Am 7. Juli 2025 fand in Rom der 24. Internationale Kongress zur Bildung der Gehörlosen (ICED) statt – ein bedeutender Meilenstein im weltweiten Einsatz für die Rechte Taube Menschen. Die Veranstaltung brachte führende Organisationen der Gehörlosenbewegung zusammen: Die World Federation of the Deaf (WFD), die European Union of the Deaf (EUD) und die Nationale Gehörlosenvereinigung Italiens (ENS). Gemeinsam veröffentlichten sie eine Gemeinsame Erklärung, die weltweit neue Standards setzen soll: Gebärdensprache muss als grundlegendes Menschenrecht anerkannt werden.
Der Kongress war nicht nur ein Zusammentreffen von Fachleuten, Aktivist*innen und Betroffenen, sondern ein deutliches Signal: Die Zeit der Diskriminierung und des Sprachentzugs ist vorbei – und darf nie wieder zurückkehren.
Rückblick auf 1880: Die schmerzvolle Geschichte des Mailänder Kongresses
Der Ort Rom wurde bewusst gewählt – mit Blick auf ein dunkles Kapitel in der Geschichte Taube Menschen: den ICED-Kongress von 1880 in Mailand. Damals beschlossen internationale Bildungsvertreter, dass Gebärdensprachen in der Erziehung taube Kinder verboten werden sollten. Der sogenannte Oralismus wurde zur dominanten Methode, also die ausschließliche Verwendung der Lautsprache – ohne Rücksicht auf die Bedürfnisse der Kinder.

# Aufgaben:
A) Entscheide für jede der Aussagen (i) bis (iii), ob sie mit dem Dokument übereinstimmt. Antworte jeweils mit Ja oder Nein und zitiere die entscheidenden Worte des Dokuments wörtlich.
(i) Der Kongress in Rom fand am 7. Juli 2025 statt.
(ii) Der Kongress von 1880 wurde in Rom abgehalten.
(iii) Beim Oralismus werden Gebärdensprache und Lautsprache gleichberechtigt verwendet.
B) Gib den Abschnitt des Dokuments von „Der Kongress war“ bis „nie wieder zurückkehren.“ wortgetreu wieder.
Die Einträge stammen aus einer anderen Quelle als das Dokument.

# Bereitgestellte Daten:
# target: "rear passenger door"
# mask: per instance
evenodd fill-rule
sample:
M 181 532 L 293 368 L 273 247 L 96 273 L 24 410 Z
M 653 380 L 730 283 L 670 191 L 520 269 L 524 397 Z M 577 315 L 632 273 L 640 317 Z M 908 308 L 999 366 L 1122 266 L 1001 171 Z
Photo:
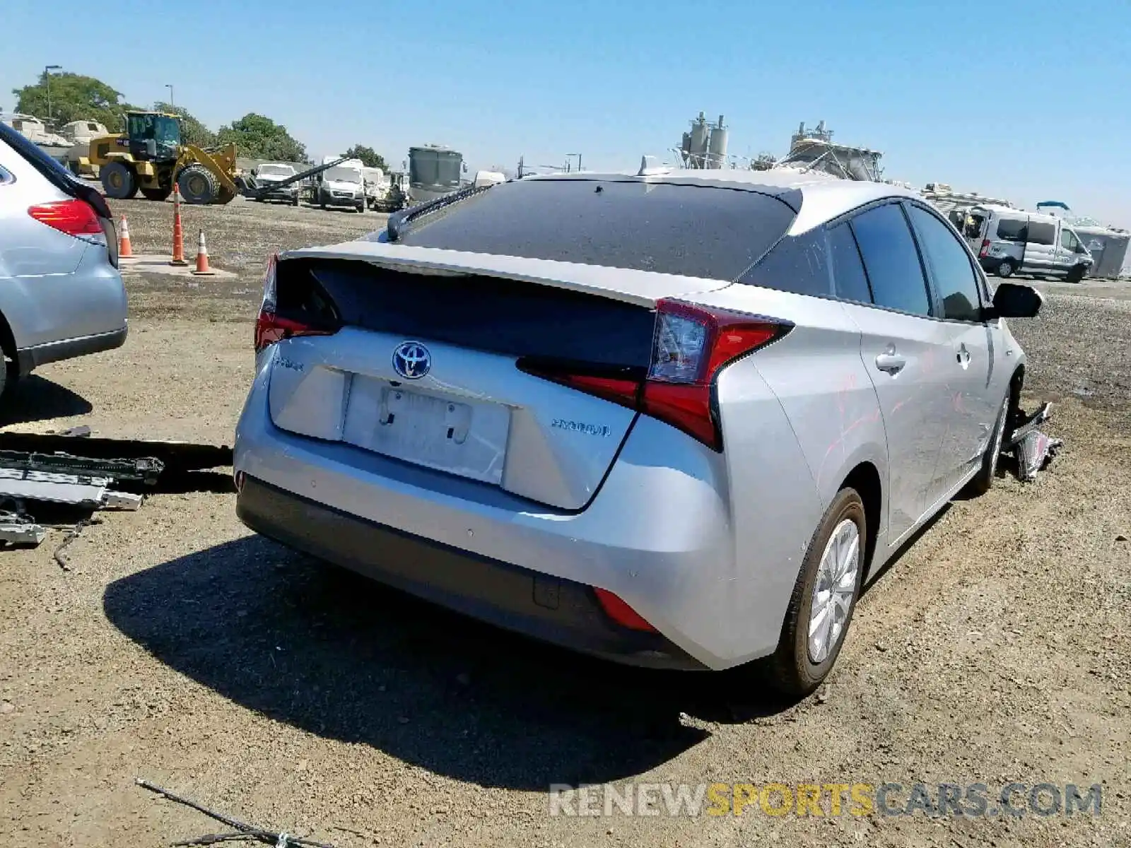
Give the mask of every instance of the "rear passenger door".
M 950 372 L 951 408 L 935 471 L 949 491 L 982 461 L 998 419 L 1001 398 L 991 389 L 994 351 L 990 329 L 982 320 L 981 280 L 968 251 L 930 209 L 917 204 L 906 208 L 950 345 L 942 362 Z
M 904 536 L 939 496 L 939 448 L 950 407 L 950 336 L 932 319 L 918 250 L 898 202 L 873 206 L 829 231 L 838 296 L 861 329 L 861 357 L 880 400 L 888 438 L 888 544 Z M 853 246 L 858 248 L 854 254 Z M 871 303 L 844 282 L 863 262 Z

# Lösungen:
A)
(i) Ja: „Am 7. Juli 2025 fand in Rom der 24. Internationale Kongress zur Bildung der Gehörlosen (ICED) statt“
(ii) Nein: „den ICED-Kongress von 1880 in Mailand“
(iii) Nein: „also die ausschließliche Verwendung der Lautsprache“

B)
Der Kongress war nicht nur ein Zusammentreffen von Fachleuten, Aktivist*innen und Betroffenen, sondern ein deutliches Signal: Die Zeit der Diskriminierung und des Sprachentzugs ist vorbei – und darf nie wieder zurückkehren.